▶ Records from a data source:
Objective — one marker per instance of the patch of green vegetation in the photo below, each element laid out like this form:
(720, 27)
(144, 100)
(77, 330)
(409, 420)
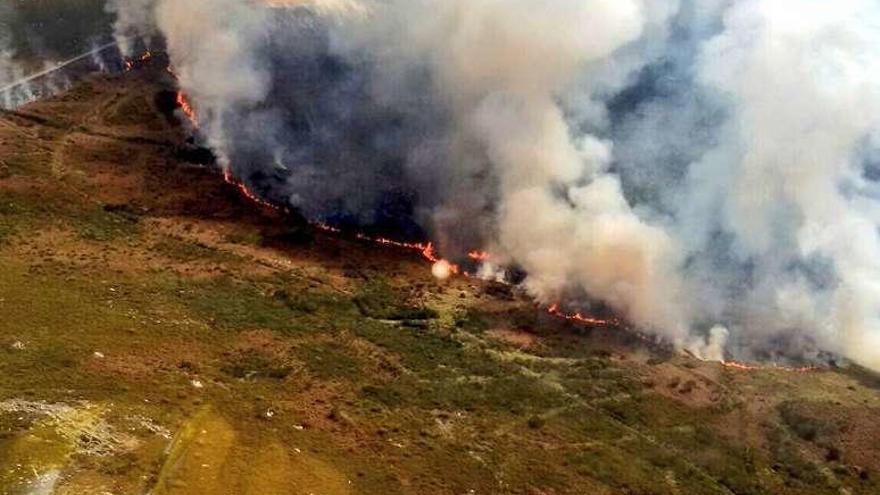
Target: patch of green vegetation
(107, 223)
(251, 238)
(379, 300)
(186, 251)
(240, 305)
(800, 423)
(473, 321)
(253, 364)
(643, 469)
(515, 394)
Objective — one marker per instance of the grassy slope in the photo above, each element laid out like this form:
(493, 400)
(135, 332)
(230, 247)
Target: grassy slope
(232, 362)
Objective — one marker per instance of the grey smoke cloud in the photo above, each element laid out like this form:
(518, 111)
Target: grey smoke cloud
(707, 168)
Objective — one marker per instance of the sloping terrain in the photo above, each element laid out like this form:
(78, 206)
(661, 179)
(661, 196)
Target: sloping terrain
(161, 334)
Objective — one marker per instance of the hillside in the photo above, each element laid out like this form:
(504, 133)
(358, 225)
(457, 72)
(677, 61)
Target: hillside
(162, 334)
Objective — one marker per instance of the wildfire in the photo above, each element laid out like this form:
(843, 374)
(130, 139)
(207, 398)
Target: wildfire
(246, 192)
(187, 109)
(735, 365)
(131, 63)
(480, 256)
(428, 251)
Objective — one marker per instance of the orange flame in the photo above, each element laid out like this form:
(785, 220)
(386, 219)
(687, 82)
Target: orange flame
(735, 365)
(427, 250)
(246, 192)
(131, 63)
(480, 256)
(187, 109)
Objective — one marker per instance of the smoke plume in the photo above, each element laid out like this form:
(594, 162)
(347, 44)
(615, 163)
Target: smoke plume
(709, 169)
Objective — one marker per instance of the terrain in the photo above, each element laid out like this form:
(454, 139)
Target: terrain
(160, 333)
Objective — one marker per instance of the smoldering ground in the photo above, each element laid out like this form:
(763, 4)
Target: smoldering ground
(689, 163)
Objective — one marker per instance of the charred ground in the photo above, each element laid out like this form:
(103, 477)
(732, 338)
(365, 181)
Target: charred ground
(162, 334)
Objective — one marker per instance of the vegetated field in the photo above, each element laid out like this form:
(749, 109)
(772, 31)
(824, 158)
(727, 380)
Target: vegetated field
(160, 334)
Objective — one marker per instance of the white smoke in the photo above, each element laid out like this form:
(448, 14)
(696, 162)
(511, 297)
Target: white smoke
(690, 164)
(134, 23)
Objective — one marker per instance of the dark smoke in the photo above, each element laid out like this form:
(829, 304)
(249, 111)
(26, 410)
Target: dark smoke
(708, 168)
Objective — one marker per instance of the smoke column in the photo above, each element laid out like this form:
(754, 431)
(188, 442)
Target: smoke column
(707, 168)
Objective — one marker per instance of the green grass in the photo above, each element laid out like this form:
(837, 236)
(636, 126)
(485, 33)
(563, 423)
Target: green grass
(379, 300)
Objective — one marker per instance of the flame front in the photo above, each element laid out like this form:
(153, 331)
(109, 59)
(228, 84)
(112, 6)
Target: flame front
(428, 251)
(188, 110)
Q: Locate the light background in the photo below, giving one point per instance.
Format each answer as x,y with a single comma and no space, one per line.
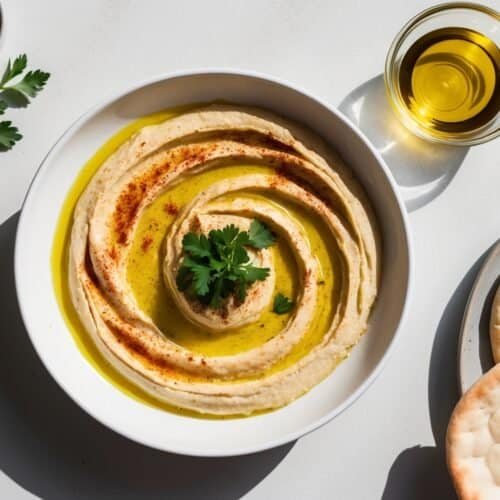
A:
390,443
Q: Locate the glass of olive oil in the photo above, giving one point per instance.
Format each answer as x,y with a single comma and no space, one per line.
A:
442,74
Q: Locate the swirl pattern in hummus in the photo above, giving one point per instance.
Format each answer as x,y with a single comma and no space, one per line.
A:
302,172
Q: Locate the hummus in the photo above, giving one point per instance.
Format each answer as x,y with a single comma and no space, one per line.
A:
199,171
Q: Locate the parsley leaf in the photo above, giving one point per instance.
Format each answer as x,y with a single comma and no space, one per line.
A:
260,236
16,95
217,266
32,83
9,135
12,70
282,304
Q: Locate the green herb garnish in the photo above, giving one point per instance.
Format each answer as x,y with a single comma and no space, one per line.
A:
217,266
282,304
16,95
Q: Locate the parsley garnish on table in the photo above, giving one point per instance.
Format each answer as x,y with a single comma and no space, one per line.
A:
15,91
217,266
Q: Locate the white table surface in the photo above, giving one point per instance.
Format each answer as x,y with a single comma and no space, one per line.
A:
387,445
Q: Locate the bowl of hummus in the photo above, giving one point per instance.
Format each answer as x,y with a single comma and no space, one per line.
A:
222,263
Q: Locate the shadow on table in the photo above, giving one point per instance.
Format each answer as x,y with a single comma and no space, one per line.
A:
421,169
53,449
420,472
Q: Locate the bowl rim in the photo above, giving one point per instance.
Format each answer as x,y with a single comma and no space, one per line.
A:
209,71
393,95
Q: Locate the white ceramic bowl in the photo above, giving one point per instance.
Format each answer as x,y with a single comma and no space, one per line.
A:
154,427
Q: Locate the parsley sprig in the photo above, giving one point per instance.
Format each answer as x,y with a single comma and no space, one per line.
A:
16,94
217,266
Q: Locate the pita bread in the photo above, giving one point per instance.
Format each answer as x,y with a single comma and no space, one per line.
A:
473,440
495,327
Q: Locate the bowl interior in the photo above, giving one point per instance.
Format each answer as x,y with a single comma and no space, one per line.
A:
151,426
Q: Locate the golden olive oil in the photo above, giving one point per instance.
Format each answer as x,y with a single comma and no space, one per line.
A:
449,81
145,278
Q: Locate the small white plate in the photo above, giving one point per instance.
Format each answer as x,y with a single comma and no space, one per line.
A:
151,426
474,354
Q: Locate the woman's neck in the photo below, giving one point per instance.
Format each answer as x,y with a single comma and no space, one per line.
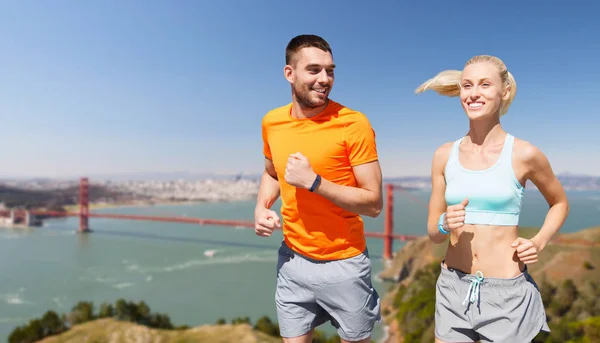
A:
486,132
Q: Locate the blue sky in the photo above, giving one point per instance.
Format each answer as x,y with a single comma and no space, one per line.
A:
101,87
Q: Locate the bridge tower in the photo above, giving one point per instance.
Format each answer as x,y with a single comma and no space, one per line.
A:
388,229
83,205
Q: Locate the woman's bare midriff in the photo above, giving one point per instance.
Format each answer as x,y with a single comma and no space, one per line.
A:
486,249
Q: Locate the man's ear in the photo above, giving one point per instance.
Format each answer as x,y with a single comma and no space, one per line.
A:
288,72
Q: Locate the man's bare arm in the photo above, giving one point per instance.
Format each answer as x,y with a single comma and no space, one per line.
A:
365,199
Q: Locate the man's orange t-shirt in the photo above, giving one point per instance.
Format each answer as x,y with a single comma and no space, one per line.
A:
333,142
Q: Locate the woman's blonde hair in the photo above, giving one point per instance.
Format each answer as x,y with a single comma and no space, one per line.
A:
447,82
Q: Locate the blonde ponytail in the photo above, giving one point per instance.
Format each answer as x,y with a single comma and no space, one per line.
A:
445,83
510,82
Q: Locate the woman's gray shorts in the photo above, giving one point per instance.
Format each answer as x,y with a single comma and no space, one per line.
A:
310,293
494,310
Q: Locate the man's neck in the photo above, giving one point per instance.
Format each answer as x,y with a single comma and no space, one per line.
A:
300,112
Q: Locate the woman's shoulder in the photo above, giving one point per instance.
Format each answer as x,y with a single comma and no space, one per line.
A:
527,153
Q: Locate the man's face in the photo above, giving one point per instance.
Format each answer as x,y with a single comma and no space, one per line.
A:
311,76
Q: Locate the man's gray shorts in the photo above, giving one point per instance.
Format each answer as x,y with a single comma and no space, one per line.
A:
310,292
497,310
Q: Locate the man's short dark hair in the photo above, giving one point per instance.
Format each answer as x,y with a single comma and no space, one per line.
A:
305,41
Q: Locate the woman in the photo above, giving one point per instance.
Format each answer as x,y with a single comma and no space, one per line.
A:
484,292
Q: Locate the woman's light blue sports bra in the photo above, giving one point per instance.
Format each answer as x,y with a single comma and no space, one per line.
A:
495,195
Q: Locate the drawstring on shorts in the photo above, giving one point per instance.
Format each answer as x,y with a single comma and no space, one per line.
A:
473,292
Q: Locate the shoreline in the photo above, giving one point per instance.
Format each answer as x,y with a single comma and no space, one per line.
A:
142,203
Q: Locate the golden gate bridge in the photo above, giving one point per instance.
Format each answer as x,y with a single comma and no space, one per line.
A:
84,215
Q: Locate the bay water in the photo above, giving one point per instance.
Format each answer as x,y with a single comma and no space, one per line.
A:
195,274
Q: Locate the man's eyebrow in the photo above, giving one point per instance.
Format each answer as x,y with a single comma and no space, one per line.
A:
314,65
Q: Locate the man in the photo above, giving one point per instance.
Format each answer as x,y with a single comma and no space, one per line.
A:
321,157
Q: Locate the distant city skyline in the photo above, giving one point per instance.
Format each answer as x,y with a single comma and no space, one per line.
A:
163,87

▶ REQUIRED ACTION: Please give only the number of lines above that contain the word "parsley".

▶ ANSWER SPACE: 3